本文抜粋
============
懐かしい映画サークル - 京都大学図書館資料保存ワークショップ | 活版印刷研究所

先日(2021年8月18日)『京都新聞』に「社会運動と密接 映画の戦後史」の見出し、小見出しに「京大人文研で非映像資料の整理進む」、「ビラや機関紙・・・衣装箱110箱」の記事が掲載されました。

京都大学人文科学研究所が、戦後の映画上映運動に関係するチラシやポスター、機関紙など約1万5千点の資料を整理、研究を進めている。この資料というのは大阪の上映サークル代表だった山本明氏のコレクション。とのことです。

映画サークル運動の文字を見て、京大に図書館員として就職したての頃、今から半世紀も前になります。職場の仲間と「労映」というサークルをつくって、この記事の大阪のサークルと同じように“良い映画を安く”楽しんだことを懐かしく思い出します。アメリカ映画『アンネの日記』、ソ連映画『イワン雷帝』や寅さんシリーズ第1作『男はつらいよ』を観たのも京都教育文化センターでの上映会でした。

さらにこの新聞記事には研究成果の一部が今年春、人文研発行の『人文學報』116号に載っている、とあるので、最近便利に利用させてもらっている京大のインターネット論文利用サイトKURENAI紅の「『人文學報』116号特集:山本明コレクション」から論文をダウンロードし、読ませていただきました。

2本の紹介記事、9本の論文、2本の資料紹介と資料目録が掲載されています。元図書館員の私はまず、森岡洋史氏の「<資料紹介>山本明コレクションの映画資料概要と整理方針」に目が行きました。

最初に、コレクションは2016年に人文研が受け入れ(京都大学の財産として正式に登録し、京大の蔵書とすること)し、その内、図書と雑誌以外の資料群を森岡氏、今井瞳良氏、竹内信吾氏で目録の作成に携わったことから書き出され、資料群は1949年北大阪映画サークル協議会結成時から山本氏が亡くなる1977年の間の映画サークル協議会の運営資料・機関紙・チラシ・上映運動資料・他の運動団体との交流で集まった資料、映画会社のポスター・プレスシート・ビラ・スチルなどを含むことが紹介されています。
============
課題
• a. 映画サークルの文章で「最初に、コレクションは」で始まる段落を、主な事実を残したまま箇条書きにまとめてもらえますか?
• b. 映画サークルの文章を、最後の段落に続けて先へ書き進めてもらえますか?
これらのレコードは今回の作業とは関係ありません。

画像領域アノテーションデータ
============
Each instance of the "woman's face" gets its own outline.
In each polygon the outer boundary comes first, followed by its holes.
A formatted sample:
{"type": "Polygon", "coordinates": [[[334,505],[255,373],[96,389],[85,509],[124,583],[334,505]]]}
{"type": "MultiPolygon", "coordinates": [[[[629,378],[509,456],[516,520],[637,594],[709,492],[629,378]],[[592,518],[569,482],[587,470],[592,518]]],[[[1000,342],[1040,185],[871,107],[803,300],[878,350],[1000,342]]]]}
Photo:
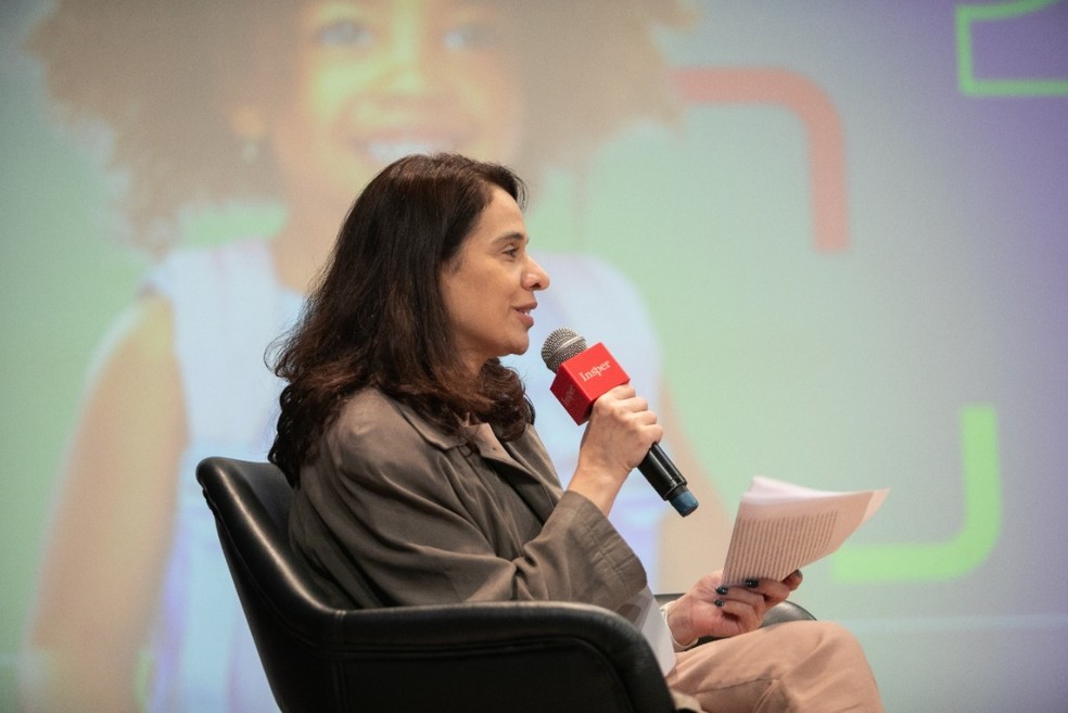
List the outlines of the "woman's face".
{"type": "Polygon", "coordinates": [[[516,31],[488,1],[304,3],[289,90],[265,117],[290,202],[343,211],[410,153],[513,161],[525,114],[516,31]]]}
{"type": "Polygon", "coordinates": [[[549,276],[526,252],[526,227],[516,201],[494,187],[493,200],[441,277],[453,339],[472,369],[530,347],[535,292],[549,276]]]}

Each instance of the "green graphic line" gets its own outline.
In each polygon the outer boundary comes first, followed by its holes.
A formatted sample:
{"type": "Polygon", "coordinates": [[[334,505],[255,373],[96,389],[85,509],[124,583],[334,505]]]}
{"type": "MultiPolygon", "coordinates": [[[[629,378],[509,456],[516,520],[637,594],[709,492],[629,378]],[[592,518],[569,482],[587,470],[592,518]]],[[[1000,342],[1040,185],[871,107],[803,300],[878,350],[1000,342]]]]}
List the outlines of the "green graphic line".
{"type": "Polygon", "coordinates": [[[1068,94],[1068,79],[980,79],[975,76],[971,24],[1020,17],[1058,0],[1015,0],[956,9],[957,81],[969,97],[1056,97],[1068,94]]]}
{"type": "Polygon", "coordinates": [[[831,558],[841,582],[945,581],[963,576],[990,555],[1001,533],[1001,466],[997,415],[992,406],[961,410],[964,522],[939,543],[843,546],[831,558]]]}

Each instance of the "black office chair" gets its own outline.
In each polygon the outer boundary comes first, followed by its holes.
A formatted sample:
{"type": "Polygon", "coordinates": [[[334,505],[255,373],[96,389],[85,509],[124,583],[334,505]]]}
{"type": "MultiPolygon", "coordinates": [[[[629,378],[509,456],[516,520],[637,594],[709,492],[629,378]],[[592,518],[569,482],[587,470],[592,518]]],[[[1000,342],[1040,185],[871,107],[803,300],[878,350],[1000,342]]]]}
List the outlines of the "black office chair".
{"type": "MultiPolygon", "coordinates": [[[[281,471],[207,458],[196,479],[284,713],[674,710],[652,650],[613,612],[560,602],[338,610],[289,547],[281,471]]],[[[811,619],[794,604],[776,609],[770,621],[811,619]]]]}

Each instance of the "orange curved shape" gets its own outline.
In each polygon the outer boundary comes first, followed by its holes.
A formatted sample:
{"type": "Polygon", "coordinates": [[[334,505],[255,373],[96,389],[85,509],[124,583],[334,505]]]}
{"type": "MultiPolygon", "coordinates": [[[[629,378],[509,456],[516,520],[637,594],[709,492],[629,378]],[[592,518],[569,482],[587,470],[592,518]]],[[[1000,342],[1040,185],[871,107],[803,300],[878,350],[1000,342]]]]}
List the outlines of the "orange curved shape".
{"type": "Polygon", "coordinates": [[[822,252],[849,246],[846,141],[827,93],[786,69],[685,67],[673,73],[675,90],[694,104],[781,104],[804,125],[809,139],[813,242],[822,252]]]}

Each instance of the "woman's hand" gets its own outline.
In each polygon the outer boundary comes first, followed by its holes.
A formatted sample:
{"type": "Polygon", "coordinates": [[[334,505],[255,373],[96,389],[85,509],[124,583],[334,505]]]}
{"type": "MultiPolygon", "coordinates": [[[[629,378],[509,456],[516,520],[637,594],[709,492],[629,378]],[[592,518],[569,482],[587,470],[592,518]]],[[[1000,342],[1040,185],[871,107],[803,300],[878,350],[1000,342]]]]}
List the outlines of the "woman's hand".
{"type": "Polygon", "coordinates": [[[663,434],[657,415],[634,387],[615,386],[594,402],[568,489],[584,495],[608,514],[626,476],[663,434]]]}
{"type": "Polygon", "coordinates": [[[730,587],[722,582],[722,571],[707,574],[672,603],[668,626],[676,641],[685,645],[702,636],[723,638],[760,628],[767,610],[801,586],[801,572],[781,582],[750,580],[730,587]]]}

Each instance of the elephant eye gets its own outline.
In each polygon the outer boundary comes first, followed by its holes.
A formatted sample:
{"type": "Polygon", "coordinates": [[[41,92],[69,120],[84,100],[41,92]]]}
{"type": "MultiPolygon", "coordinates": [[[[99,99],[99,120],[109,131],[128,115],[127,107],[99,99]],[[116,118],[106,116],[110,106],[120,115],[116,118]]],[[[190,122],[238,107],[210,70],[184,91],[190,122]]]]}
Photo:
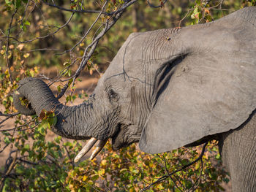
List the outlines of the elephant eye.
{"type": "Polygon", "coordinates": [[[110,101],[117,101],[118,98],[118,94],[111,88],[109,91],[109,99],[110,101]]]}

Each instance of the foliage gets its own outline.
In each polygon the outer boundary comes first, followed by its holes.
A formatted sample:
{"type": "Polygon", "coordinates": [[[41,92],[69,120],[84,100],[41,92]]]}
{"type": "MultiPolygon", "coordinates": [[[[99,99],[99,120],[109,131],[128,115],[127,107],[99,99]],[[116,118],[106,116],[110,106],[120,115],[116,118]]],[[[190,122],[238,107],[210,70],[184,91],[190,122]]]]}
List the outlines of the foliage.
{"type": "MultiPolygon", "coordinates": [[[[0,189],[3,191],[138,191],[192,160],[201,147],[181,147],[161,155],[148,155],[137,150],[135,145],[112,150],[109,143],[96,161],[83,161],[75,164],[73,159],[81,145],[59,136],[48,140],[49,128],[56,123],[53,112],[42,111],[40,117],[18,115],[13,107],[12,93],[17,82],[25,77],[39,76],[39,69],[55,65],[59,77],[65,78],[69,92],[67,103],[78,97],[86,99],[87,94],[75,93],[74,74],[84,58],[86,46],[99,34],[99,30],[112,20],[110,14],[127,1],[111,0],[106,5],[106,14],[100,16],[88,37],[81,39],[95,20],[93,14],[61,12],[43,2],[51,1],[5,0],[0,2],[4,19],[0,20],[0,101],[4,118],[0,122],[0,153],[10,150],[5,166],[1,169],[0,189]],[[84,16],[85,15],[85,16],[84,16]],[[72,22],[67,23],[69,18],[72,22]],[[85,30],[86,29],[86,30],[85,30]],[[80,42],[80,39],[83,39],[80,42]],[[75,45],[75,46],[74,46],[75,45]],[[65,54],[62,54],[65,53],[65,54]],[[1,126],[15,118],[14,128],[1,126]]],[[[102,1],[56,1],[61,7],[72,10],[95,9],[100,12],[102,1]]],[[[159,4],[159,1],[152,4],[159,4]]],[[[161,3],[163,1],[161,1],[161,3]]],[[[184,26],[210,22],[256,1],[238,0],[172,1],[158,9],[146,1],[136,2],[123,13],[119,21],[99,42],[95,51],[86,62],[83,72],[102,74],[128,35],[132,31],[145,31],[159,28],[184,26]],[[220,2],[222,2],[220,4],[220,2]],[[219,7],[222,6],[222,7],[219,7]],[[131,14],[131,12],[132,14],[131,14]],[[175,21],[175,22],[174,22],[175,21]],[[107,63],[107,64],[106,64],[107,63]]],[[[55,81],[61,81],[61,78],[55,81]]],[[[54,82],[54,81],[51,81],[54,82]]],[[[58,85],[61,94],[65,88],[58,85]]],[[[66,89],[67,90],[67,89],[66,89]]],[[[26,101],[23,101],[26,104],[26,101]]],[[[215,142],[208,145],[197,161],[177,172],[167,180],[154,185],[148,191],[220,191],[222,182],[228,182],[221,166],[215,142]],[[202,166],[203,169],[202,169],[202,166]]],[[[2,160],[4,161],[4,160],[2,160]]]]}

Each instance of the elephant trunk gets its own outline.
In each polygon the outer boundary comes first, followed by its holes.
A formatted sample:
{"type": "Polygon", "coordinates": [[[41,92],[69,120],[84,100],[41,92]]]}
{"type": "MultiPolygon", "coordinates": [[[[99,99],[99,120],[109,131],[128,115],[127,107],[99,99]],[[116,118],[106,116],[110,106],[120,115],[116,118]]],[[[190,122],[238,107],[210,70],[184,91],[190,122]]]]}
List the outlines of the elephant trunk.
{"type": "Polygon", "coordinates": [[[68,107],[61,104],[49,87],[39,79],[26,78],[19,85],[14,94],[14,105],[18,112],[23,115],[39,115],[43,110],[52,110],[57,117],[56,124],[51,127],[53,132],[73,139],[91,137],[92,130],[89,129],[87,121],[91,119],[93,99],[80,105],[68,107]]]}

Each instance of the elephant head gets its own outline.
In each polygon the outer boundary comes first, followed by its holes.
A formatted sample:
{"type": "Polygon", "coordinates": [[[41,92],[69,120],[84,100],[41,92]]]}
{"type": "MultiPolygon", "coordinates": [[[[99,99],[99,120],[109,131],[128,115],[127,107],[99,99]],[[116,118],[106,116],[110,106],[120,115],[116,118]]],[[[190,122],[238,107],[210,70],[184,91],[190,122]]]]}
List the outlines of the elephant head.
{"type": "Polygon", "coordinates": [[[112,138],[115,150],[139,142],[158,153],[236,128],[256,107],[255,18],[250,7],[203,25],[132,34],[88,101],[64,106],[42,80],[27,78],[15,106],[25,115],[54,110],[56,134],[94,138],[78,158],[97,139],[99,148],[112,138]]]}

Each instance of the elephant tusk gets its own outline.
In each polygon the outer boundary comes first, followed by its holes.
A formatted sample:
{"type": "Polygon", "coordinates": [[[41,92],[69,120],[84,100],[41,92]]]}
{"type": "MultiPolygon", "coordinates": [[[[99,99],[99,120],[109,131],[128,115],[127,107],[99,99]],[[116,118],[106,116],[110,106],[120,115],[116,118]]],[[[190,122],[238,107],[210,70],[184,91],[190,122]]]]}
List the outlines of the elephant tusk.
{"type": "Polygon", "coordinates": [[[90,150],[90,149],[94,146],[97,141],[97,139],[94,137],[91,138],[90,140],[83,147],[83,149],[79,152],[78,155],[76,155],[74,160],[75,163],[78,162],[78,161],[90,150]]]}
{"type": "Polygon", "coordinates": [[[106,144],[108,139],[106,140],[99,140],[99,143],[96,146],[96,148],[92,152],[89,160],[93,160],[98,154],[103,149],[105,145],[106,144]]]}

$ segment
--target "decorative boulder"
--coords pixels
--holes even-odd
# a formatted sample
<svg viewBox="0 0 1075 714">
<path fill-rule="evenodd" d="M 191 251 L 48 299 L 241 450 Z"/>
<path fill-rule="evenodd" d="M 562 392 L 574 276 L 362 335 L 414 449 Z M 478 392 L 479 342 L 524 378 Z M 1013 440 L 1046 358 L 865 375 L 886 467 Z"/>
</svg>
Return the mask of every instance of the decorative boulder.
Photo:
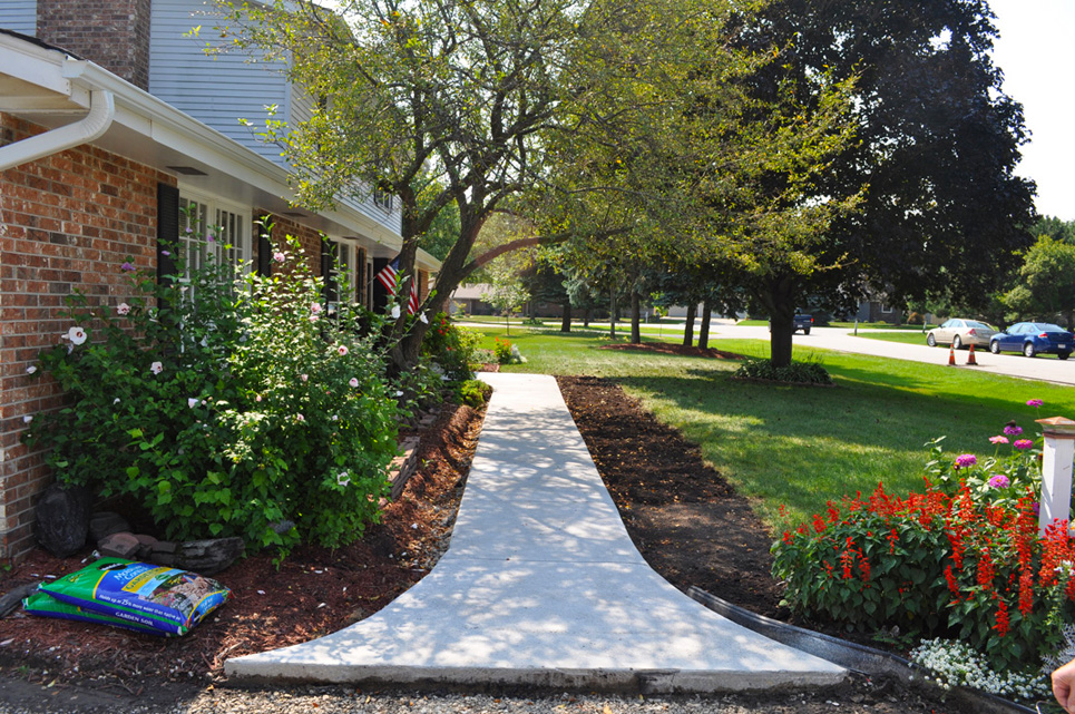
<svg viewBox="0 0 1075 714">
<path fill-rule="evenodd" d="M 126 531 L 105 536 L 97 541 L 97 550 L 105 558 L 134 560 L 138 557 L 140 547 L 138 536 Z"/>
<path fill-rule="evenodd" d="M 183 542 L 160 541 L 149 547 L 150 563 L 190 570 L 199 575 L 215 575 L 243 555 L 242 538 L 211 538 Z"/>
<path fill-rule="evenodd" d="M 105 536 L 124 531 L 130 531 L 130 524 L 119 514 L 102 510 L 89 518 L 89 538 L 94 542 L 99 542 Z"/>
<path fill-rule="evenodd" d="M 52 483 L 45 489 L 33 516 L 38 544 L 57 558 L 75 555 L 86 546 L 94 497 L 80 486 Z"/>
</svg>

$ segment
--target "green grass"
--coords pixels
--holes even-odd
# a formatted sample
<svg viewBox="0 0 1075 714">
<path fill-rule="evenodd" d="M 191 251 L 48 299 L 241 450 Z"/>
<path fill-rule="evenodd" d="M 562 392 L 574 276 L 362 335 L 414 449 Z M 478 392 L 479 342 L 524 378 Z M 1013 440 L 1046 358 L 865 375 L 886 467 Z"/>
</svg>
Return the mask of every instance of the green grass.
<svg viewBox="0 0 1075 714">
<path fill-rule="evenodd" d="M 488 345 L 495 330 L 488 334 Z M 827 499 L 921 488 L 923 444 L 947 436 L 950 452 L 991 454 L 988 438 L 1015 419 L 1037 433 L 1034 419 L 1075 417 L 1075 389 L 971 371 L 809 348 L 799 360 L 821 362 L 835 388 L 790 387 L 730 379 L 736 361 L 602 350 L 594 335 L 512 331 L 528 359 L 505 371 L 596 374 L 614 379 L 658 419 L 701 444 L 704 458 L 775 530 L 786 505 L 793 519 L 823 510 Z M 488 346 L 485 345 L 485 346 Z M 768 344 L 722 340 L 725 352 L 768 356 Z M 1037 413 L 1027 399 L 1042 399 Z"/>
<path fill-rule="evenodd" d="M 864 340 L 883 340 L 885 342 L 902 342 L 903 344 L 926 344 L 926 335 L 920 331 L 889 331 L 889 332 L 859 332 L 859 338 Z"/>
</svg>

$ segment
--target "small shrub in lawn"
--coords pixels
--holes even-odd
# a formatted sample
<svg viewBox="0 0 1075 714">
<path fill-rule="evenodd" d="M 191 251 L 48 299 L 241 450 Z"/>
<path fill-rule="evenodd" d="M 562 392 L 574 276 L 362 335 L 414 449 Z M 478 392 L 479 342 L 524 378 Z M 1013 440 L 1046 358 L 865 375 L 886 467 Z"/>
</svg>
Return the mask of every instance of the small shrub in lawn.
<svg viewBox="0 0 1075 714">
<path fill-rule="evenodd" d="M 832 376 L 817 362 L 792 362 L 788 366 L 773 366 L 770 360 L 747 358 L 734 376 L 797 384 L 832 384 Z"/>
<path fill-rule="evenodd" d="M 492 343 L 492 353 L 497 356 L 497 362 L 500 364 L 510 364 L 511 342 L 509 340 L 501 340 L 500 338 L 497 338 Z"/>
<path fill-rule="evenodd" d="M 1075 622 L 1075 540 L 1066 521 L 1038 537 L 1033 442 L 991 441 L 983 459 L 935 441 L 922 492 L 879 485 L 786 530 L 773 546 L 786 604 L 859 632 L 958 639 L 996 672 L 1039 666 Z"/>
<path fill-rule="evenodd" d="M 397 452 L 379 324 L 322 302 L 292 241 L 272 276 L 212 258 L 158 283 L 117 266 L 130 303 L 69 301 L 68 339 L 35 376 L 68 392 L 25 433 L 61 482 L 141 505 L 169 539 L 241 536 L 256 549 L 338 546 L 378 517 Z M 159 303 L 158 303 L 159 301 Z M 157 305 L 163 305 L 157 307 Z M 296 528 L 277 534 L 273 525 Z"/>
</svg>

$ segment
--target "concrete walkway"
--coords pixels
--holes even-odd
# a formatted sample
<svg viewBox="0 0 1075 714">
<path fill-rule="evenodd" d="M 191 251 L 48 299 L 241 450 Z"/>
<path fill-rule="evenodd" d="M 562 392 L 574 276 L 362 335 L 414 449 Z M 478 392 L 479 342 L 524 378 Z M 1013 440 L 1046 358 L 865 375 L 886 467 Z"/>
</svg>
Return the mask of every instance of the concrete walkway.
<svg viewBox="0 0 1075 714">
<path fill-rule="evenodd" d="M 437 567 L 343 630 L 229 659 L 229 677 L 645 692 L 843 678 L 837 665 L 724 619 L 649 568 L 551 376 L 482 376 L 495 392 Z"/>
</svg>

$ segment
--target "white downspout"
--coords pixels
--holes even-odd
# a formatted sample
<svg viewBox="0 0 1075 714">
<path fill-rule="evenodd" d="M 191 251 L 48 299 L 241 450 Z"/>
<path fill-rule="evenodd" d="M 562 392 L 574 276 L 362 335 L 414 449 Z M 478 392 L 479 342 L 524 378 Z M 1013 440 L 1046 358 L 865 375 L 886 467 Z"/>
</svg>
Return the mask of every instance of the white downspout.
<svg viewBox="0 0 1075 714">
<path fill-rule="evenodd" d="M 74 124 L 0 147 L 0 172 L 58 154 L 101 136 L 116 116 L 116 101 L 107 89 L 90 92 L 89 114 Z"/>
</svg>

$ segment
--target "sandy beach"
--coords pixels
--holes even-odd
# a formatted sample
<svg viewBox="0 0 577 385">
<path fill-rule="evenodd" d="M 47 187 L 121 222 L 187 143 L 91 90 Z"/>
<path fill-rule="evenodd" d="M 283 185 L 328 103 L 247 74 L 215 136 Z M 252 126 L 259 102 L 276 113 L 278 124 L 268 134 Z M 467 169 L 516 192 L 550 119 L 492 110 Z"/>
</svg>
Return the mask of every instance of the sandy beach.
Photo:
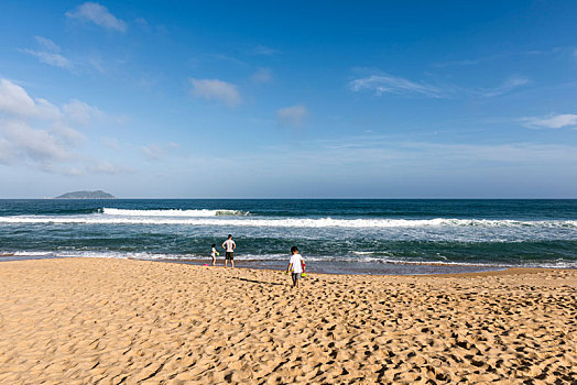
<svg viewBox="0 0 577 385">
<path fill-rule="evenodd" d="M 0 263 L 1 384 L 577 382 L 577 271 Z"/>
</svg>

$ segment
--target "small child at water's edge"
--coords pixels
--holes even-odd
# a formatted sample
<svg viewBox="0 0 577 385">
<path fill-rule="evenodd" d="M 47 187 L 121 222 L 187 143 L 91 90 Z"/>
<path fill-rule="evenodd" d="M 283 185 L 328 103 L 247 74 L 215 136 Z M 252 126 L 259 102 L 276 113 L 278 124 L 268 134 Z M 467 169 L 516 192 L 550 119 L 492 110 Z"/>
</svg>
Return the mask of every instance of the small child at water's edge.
============
回答
• a.
- 資料紹介の冒頭では、コレクションが2016年に人文研に受け入れられたことが述べられている(京都大学の財産として正式に登録し、京大の蔵書とすること)。
- 図書と雑誌以外の資料群の目録作成には、森岡氏、今井瞳良氏、竹内信吾氏が携わった。
- 資料群の期間は、1949年の北大阪映画サークル協議会結成時から、山本氏が亡くなる1977年まで。
- 資料群には次のものが含まれる。
  - 映画サークル協議会の運営資料・機関紙・チラシ・上映運動資料
  - 他の運動団体との交流で集まった資料
  - 映画会社のポスター・プレスシート・ビラ・スチルなど

• b.
ここで扱われている資料は、従来私たちのワークショップが主に修理に取り組んできた図書、書籍の形態とは、まったく異なる形の一枚もののしかも小さな数ページのものから、ポスターのような大きなサイズのものまでです。どのような整理方針で整理なさったのか、大変関心を持ちました。

森岡氏は次章で「映画資料の整理方針と作業過程」を記されています。私の関心事だけを抜き出させていただいて、記しますと、コレクションは1番から300番台までの番号がふられた収納ケースに収められ、明氏のご長男によって作られた目録が添えられていたので、この状態をなるべく保ったまま、収納箱中のクリアファイルに入れられた1ファイル中の資料を元の所属箱・所属ファイル・ポケットの順序がわかる形で、1つの中性紙封筒にそのまま移し、その中性紙封筒を元の段ボールに換えて中性紙箱に収納します。

藁半紙に印刷されたものも多く、酸化が進行、折れ目からの破損など劣化資料も多く、脱酸スプレーによる脱酸処理を施しています。

資料保存ワークショップのメンバーとしては、大量の資料を受入れるという大仕事に携わりながら、中性紙封筒、脱酸スプレー、中性紙箱を保存手当として採用されたことに敬意を抱きます。

また、「細目録の作成」の章では原目録(明氏ご長男による)を基に個々のビラ、機関紙などにアクセスできるように資料一点ずつを確認し、細目録を作成されています。

細目録は研究用として、“その資料内で取り上げられている映画タイトルを示す情報欄が必須であるとされた。そのため単に(目録対象の資料の)表題・発行日・作成者を拾うだけではなく資料の内容に比較的細かく目を通す必要があり、(目録データの)入力作業の迅速化は難しくなった。 <中略> 結果的には、備考欄等に一般的な資料目録よりも比較的詳細な情報を盛り込むことができたのではないかと思う。”とされています。

実際に『人文學報』に掲載されている「全大阪映画サークル協議会機関紙目録(山本明コレクション映画資料目録より抄録)」の備考欄には、例えば1977年4月15日号の機関紙『大阪映画サークル』には“滝沢一「映画時評 映画はアクチュアルな生きもの「ロッキー」にみるアメリカの現実」他。曽根中生・内田裕也の記者会見の記事あり。”と記されています。一号の機関紙に目録の一行が当てられ、その号の内容を備考欄を読めば知ることができます。

また、前記の目録がデジタル化されれば、備考欄に記された「ロッキー」、「内田裕也」などの映画の題名、俳優や監督などのキーワードで検索することができることになります。前記森岡氏は“入力の迅速化は難しくなった”と書かれていますが、この利点は作業の迅速化には代えられない大きなものと考えられます。

私ども図書館員の図書目録作業は一冊の本の内容を目録に記載することはありません。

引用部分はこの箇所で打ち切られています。